▶ **TASK**
Lay out the records as a two-column CSV headed instruction and answer, starting at the line that contains "Locate the cable" and ending at the line that contains "(1020, 401)". Give one row per record, with each value in a single quoted field and its line breaks turned into spaces.

▶ **TASK INPUT**

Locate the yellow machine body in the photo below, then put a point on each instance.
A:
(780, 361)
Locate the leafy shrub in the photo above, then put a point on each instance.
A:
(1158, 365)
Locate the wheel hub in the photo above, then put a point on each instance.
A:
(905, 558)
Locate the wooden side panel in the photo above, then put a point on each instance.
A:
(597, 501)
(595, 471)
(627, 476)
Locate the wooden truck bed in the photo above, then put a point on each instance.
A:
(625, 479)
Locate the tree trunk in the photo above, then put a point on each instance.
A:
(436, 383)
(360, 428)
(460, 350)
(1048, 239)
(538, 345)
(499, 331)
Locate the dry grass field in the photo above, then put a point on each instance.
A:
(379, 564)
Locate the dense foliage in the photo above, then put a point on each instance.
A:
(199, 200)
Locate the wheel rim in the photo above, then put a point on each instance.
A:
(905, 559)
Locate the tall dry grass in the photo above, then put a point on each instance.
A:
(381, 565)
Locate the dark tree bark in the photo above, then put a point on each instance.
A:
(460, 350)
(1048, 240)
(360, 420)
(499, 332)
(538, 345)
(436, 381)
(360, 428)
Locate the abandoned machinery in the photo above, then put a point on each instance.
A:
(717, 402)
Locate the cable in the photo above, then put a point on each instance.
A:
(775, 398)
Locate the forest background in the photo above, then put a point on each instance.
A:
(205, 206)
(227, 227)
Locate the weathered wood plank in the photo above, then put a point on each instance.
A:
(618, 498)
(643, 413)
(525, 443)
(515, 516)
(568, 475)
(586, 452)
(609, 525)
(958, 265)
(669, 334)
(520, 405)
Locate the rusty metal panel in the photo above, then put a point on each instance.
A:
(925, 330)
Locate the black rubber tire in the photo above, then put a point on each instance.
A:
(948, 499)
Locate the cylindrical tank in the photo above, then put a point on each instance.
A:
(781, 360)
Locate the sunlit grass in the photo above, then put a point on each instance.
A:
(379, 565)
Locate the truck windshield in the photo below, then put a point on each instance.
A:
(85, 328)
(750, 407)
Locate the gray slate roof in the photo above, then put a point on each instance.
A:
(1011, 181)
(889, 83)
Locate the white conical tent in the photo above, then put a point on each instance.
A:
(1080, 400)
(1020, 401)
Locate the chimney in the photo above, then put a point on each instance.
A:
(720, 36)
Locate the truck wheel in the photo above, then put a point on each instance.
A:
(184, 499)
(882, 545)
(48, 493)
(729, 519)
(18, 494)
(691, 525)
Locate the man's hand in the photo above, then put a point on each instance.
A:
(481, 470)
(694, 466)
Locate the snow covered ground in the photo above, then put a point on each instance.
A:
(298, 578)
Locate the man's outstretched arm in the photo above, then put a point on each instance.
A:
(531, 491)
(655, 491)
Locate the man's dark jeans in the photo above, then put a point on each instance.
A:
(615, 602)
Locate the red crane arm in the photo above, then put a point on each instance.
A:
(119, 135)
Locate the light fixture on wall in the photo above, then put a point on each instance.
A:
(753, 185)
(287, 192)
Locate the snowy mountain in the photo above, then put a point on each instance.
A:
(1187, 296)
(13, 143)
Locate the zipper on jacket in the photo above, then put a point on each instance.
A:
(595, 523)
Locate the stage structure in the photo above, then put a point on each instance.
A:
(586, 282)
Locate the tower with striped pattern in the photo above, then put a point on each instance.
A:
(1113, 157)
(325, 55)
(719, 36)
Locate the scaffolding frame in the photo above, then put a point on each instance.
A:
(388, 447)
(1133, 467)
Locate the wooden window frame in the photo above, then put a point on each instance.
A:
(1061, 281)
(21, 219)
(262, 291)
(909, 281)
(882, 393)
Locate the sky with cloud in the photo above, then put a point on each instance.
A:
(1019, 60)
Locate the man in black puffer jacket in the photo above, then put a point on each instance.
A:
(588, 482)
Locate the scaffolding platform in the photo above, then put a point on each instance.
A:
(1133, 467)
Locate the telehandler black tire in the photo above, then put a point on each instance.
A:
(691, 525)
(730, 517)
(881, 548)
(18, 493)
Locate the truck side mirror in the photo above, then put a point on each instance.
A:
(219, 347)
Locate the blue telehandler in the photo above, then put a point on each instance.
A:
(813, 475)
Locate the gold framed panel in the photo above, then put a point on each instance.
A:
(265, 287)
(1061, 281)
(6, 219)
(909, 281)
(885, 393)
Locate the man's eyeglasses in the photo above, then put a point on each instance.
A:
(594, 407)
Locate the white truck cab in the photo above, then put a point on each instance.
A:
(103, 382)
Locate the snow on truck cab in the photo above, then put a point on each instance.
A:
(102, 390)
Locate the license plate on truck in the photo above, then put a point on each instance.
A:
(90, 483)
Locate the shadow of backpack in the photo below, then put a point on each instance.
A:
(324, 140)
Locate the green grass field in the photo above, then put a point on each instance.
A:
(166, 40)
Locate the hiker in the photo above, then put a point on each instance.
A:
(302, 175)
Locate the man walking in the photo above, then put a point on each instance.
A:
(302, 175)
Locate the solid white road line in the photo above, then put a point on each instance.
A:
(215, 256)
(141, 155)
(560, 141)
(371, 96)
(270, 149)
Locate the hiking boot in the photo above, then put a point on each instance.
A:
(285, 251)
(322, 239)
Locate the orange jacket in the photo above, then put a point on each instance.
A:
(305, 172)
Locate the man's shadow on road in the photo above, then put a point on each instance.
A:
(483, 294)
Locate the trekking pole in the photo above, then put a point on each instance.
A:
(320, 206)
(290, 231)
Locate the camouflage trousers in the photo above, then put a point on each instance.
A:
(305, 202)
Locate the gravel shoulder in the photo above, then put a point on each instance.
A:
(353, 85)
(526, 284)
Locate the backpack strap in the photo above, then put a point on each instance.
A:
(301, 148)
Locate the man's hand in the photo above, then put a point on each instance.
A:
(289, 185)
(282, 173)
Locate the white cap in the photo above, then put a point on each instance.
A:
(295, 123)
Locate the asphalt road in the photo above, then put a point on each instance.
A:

▶ **RESPONSE TO THE EXERCISE**
instruction,answer
"Locate the cable in the photo above, then put a point on each instance. A:","(775, 398)"
"Locate the forest background in the photo above, then put a point on each instance. A:","(205, 206) (227, 227)"
"Locate the weathered wood plank in the photo above, then put a point on each instance. A:","(618, 498) (643, 413) (525, 443) (515, 516) (568, 475) (586, 452) (609, 525) (958, 265) (669, 334) (520, 405)"
"Locate the rusty metal panel in the photo above, then put a point on each instance. A:","(925, 330)"
"Locate the black rubber tire in the photo above, then put a point on each instance. A:","(948, 499)"
"Locate the cylindrical tank in the photo above, then put a point on each instance. A:","(781, 360)"
"Locate the sunlit grass in the photo above, then put a point on each instance. A:","(379, 565)"
"Locate the truck windshield in the photo below, then put a point on each instance. A:","(85, 328) (750, 407)"
"Locate the gray slate roof in the photo above, then put a point on each instance. A:","(1011, 181) (889, 83)"
"Locate the white conical tent in the photo above, then put a point on each instance. A:","(1080, 400) (1020, 401)"